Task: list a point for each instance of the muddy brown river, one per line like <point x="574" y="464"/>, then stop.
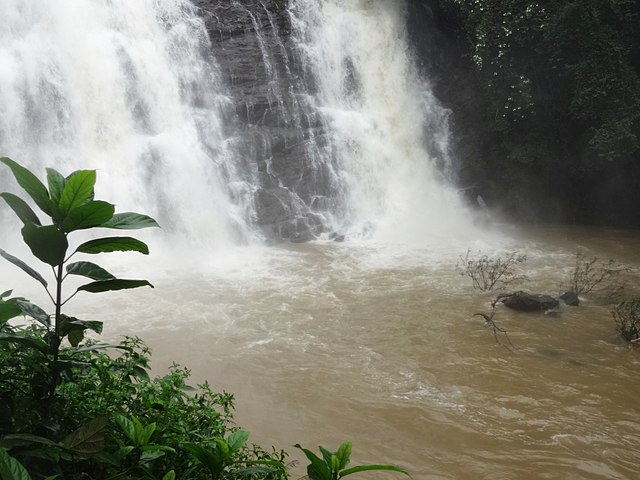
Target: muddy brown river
<point x="324" y="342"/>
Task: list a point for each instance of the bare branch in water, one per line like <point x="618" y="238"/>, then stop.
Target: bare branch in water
<point x="490" y="323"/>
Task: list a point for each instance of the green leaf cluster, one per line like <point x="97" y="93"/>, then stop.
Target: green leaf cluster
<point x="332" y="465"/>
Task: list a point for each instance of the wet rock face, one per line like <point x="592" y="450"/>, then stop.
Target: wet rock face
<point x="269" y="126"/>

STATED GOAL:
Reproduce each of the rows above word for word, leaving out the picture.

EXERCISE ANSWER:
Task: list a point for each instance of the muddy brown river, one per line like <point x="574" y="464"/>, then stop.
Target: muddy brown river
<point x="324" y="342"/>
Task: list a point for each instance of the bare branch in water, one per line like <point x="618" y="238"/>, then stop.
Target: bare branch in water
<point x="490" y="323"/>
Task: list a point for each instance of the green leaf cluster, one per line like <point x="97" y="93"/>, then stop.
Target: green leaf cluster
<point x="332" y="465"/>
Task: list a point for each instance of the wet rock face, one per line like <point x="592" y="450"/>, then stop.
Target: wet rock face
<point x="269" y="126"/>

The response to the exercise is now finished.